(Natural-language object grounding data):
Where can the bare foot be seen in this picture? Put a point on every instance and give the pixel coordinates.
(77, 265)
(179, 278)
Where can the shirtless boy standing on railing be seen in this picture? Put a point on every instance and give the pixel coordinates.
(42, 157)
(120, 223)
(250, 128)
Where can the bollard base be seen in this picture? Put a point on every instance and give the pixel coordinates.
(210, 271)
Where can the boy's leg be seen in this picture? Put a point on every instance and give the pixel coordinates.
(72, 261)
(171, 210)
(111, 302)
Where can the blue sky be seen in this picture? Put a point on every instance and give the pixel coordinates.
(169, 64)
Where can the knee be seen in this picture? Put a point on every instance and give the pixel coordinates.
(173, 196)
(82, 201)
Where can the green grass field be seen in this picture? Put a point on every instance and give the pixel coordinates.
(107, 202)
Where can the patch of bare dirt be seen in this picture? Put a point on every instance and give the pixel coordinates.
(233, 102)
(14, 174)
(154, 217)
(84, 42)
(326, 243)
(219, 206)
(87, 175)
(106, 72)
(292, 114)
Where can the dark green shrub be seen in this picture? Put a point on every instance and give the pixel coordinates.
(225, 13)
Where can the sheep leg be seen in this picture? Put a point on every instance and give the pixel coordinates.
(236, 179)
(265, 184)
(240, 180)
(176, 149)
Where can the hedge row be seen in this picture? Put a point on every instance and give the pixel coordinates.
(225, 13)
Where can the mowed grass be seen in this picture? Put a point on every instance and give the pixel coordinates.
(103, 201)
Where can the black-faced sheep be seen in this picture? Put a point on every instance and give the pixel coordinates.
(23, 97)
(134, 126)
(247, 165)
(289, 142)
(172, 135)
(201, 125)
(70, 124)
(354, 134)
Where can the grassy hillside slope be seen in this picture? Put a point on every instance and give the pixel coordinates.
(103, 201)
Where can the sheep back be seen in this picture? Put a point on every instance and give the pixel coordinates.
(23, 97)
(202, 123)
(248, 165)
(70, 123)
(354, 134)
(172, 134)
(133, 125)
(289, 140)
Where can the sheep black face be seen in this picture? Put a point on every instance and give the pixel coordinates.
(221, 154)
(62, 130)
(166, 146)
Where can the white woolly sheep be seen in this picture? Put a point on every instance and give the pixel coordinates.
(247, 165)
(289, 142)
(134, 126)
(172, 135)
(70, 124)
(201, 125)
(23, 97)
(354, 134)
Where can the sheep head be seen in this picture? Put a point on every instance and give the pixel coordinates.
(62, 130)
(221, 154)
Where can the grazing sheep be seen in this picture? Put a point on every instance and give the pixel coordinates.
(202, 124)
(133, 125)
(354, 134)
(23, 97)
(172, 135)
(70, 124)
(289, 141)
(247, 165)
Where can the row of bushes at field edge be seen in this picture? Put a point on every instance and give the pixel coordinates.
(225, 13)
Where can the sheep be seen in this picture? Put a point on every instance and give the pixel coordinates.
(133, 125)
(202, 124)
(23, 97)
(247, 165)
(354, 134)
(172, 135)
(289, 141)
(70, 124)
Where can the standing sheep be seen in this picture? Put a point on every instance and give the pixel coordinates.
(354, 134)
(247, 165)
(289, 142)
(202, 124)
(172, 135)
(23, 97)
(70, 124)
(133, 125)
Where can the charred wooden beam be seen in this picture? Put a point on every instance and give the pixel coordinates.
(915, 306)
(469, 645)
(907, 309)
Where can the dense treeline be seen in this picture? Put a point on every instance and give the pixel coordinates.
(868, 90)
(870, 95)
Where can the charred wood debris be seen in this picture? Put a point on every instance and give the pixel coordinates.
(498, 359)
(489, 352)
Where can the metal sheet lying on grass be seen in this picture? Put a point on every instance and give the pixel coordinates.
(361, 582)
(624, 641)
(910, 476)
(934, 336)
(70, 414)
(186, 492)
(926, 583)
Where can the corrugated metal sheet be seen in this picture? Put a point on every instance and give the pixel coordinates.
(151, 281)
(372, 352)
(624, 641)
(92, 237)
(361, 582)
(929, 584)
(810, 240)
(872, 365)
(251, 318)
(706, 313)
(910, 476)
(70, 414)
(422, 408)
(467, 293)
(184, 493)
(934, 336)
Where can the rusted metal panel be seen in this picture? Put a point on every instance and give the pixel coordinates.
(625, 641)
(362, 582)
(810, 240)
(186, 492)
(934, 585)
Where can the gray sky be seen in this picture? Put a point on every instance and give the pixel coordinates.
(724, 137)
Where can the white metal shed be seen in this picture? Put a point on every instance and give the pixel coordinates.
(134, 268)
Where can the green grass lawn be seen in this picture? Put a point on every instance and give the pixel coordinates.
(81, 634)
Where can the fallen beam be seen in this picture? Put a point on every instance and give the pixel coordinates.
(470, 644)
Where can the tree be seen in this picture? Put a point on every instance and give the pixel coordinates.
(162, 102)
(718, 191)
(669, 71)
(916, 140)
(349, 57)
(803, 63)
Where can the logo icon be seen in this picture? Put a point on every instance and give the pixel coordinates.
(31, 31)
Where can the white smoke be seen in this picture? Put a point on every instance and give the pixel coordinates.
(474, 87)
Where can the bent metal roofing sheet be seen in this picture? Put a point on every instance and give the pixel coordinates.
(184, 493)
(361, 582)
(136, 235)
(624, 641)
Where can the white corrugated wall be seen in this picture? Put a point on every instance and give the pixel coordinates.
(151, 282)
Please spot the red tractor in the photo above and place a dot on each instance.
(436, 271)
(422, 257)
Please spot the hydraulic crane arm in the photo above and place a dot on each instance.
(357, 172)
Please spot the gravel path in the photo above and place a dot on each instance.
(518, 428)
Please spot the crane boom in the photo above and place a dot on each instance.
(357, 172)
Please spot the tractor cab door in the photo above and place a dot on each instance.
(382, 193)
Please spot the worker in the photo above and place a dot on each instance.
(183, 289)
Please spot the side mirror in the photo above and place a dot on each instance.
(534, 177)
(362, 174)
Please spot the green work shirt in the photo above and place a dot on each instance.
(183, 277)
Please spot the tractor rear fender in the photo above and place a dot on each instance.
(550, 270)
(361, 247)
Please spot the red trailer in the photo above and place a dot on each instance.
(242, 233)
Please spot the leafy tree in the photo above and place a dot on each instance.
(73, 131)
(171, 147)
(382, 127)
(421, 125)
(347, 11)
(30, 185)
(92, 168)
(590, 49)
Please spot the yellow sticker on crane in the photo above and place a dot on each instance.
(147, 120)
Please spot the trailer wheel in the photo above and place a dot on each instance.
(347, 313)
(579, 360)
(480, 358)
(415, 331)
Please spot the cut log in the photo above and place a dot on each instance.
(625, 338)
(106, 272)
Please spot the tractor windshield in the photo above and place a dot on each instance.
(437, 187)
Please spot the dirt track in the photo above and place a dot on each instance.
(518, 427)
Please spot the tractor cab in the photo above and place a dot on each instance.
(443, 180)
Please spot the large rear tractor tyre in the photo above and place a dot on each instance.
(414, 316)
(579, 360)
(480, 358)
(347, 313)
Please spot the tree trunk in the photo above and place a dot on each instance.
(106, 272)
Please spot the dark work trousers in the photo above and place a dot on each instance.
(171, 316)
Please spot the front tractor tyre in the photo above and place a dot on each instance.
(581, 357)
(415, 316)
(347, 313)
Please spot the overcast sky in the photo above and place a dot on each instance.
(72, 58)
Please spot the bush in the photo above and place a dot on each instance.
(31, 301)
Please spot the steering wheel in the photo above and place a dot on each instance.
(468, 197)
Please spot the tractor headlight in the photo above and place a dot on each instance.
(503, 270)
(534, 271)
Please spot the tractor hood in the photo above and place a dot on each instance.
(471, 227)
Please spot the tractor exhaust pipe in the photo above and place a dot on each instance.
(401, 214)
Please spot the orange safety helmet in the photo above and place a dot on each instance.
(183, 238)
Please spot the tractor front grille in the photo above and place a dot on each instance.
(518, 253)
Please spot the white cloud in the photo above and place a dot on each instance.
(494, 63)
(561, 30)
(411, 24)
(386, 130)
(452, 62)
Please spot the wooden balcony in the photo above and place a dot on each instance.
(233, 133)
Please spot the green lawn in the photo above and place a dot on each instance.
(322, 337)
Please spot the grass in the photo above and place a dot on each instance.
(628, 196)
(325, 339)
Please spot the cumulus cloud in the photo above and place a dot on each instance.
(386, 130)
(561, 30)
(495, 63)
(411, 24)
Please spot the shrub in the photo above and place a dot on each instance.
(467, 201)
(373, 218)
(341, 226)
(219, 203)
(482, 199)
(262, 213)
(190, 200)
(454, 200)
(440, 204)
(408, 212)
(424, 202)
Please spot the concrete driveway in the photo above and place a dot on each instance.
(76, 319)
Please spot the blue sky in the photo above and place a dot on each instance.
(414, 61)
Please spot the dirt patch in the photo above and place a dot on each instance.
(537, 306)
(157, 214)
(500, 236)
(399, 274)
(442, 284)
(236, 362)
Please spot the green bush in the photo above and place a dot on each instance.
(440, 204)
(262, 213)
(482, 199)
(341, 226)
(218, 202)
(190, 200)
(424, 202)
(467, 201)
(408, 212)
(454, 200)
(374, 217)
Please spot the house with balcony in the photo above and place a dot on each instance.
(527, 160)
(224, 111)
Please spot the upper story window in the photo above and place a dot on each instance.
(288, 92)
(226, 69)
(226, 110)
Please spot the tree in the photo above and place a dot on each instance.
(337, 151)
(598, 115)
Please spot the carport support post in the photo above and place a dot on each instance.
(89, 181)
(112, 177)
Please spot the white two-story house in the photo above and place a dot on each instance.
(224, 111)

(Work order): Search the data for "Please spot the tree in". Beginning with that line, set down every line through the last exactly.

(Exercise result):
Please spot the tree in the photo above and place a dot on each instance.
(337, 151)
(598, 115)
Please spot the carport support post in the photo above and place a dot on each instance.
(89, 181)
(112, 177)
Please spot the white two-story house in the photo above and place a dot on each instance.
(224, 111)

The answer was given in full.